## TEXT EXCERPT:
########################################
There is only so much you can do to streamline the running of code. On top of all the above, NetLinx itself is an interpreted language, and there is some overhead to that as well. And this is true of almost any modern, high-order, programming language: resources (memory, processor time) are cheap, and they are profligate with them.
The iport module I'm using isn't a Duet module. But I am using a couple of Duet Autopatch modules.
Does anyone out there have an opinion on the effectiveness of counting the number of times through 'Define Program' per second.
I use a wait that reports the previous counter and clears the counter. Actually now that I write this I realize I don't exactly understand what is going on. Below is what I'm doing and it seems to print out one statement per second.
DEFINE_PROGRAM
CYCLE_COUNT++;
WAIT 10
{
SEND_STRING 0,"'CYCLES THROUGH MAINLINE IN LAST SECOND: ',ITOA(CYCLE_COUNT)";
CYCLE_COUNT = 0;
}
Why doesn't this schedule a new wait every time it runs through define program?
CYCLE_COUNT++;
WAIT 10
{
SEND_STRING 0,"'CYCLES THROUGH MAINLINE IN LAST SECOND: ',ITOA(CYCLE_COUNT)";
CYCLE_COUNT = 0;
}
Why doesn't this schedule a new wait every time it runs through define program?
Because you can't create multiple instances of the same wait. The first time DEFINE_PROGRAM runs, it creates an instance of the wait, and starts the timer. The second time DEFINE_PROGRAM runs, it knows there is already an instance of that wait active, so it does nothing. Etc. After the wait fires, there is no longer an instance of that wait on the table, so it is eligible to be created again the next time your DEFINE_PROGRAM runs. Each WAIT in your program gets a unique space in memory whether you give it a name or not. This happens at compile time, not run time, which is why you can't use stack_vars inside of waits.
########################################
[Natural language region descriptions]
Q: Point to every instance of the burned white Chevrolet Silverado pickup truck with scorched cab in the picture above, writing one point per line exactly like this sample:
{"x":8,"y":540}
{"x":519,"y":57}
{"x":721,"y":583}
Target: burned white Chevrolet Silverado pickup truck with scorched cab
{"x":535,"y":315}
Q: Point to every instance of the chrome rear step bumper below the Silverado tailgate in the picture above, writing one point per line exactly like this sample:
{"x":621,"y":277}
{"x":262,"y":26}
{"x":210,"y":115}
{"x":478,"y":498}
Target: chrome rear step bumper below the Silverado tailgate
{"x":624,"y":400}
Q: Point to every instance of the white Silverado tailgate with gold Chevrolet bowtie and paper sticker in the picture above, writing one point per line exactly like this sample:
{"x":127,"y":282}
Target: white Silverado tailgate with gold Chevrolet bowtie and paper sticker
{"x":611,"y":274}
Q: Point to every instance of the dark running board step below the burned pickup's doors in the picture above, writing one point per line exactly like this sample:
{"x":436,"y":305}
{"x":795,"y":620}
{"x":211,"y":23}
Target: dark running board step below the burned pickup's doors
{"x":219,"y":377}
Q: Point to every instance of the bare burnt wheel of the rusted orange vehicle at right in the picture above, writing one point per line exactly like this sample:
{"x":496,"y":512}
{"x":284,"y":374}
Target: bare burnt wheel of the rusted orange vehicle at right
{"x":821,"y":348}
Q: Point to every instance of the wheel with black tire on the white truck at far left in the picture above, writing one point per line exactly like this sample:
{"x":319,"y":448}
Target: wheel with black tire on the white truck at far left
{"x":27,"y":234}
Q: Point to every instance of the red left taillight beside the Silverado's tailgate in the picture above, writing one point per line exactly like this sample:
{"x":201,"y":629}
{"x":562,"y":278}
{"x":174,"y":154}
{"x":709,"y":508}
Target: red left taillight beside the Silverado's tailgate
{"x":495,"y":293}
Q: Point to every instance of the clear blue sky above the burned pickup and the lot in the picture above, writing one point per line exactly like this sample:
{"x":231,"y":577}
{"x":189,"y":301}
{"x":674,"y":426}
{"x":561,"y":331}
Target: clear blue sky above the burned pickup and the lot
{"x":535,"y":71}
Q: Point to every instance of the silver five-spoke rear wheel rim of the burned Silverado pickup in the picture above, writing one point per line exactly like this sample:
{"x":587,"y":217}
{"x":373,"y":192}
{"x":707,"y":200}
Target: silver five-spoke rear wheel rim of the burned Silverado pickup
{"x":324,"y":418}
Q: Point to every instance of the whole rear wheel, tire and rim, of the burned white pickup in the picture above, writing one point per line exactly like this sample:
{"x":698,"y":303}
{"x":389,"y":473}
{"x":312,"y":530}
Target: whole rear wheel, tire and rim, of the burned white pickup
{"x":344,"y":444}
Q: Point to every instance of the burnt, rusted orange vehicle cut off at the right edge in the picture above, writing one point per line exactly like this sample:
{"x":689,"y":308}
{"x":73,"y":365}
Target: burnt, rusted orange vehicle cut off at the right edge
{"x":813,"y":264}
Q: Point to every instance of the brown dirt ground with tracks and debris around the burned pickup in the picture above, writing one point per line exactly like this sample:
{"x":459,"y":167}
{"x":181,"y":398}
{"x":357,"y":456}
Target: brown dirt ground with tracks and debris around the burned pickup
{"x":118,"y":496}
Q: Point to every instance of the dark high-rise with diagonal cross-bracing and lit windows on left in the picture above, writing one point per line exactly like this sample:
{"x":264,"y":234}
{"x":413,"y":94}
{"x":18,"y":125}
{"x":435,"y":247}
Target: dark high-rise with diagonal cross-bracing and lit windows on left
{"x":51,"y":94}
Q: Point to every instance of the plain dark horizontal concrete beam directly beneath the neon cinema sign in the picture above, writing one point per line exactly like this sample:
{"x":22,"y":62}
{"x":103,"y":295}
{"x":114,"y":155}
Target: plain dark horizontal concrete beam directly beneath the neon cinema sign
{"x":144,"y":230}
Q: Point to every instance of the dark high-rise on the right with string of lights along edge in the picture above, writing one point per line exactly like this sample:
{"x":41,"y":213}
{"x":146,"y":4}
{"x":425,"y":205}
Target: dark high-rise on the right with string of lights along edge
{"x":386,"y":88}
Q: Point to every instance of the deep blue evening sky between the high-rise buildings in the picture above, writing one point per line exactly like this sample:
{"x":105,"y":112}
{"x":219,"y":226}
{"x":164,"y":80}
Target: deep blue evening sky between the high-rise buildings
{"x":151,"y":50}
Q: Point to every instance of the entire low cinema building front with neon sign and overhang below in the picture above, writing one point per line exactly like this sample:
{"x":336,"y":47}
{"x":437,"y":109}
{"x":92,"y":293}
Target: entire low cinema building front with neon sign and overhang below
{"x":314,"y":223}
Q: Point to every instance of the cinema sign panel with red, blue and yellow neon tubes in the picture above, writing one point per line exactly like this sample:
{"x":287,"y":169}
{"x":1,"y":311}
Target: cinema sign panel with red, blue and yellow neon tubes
########################################
## EXERCISE PROMPT:
Write out the stretch of the forum thread from "I use a wait" through "statement per second.", swapping "statement" for "line".

## RESPONSE AREA:
I use a wait that reports the previous counter and clears the counter. Actually now that I write this I realize I don't exactly understand what is going on. Below is what I'm doing and it seems to print out one line per second.